> **Exercises to complete**
**1)** In the comment thread, which constitutional provision does Andi cite as the current standard for allocating House seats?
**2)** Retype everything in the comment thread from "What you say" down to "is eternal vigilance.".

> **Passage shown**

    But LC-39A is another story. They’re pretty far along there now. I wouldn’t be shocked to see that ready by sometime this summer. So, it’s certainly not impossible that SpaceX could launch a Starship from *there* next year, if they are really determined to do so.

    (Note that the FAA is doing its own EIS for LC-39A, and it is not complete yet, but it looks like it will be soon.
    https://www.faa.gov/space/stakeholder_engagement/spacex_starship_ksc
    Either way it has not stopped SpaceX from proceeding full throttle with all of the construction work there!)

  • Dick Eagleson

    john hare,

    What you say has been true through all of human history. Exemplars abound ranging from Caligula and Nero up through Hitler, Mussolini, Stalin and Mao. The price of liberty is eternal vigilance.

    Having recently chucked out a legion of malefactors, our job is now to see that they never do get back in. Calling them to account for their very real crimes against the citizenry and the Republic constitutes a good start and is already underway. But more needs to be done. A new census that distinguishes citizens from non-citizens and a reallocation of House seats to states based on citizen population only is a minimum requirement. There also needs to be a federal corps of election monitors established and deployed to areas in which Democratic election lawlessness has been endemic. The voter rolls of all states must be purged of non-residents and the dead. Interstate comparisons need to be made to insure no voter is simultaneously registered in two or more locations.

  • Dick Eagleson

    Richard M,

    The concrete never sets on Elon Musk’s empire. Let the forms and rebar arise and the parade of ready-mix trucks begin!

  • Andi

    Unfortunately, allocation of House seats does not depend on citizenship:

    Fourteenth Amendment, Section 2 (current governing standard)

    “Representatives shall be apportioned among the several States according to their respective numbers, counting the whole number of persons in each State, excluding Indians not taxed.”

    So an amendment will be needed.

  • john hare: The real peril is not paying attention to who you are voting for, something Americans have been sadly guilty of now for about five decades, at a minimum. Worse, it is believing that your problems can be solved by anyone in government. This also Americans have been sadly guilty of, since WWII.

> **Information supplied**
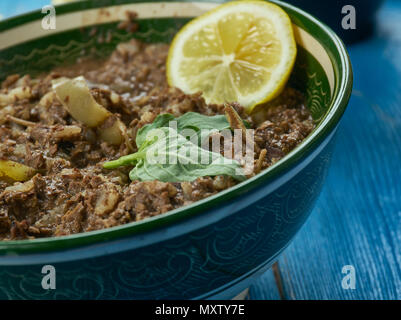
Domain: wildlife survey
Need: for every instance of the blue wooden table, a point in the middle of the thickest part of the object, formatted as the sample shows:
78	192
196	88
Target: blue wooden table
357	220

> **Answers by item number**
**1)** The Fourteenth Amendment, Section 2.

**2)**
What you say has been true through all of human history. Exemplars abound ranging from Caligula and Nero up through Hitler, Mussolini, Stalin and Mao. The price of liberty is eternal vigilance.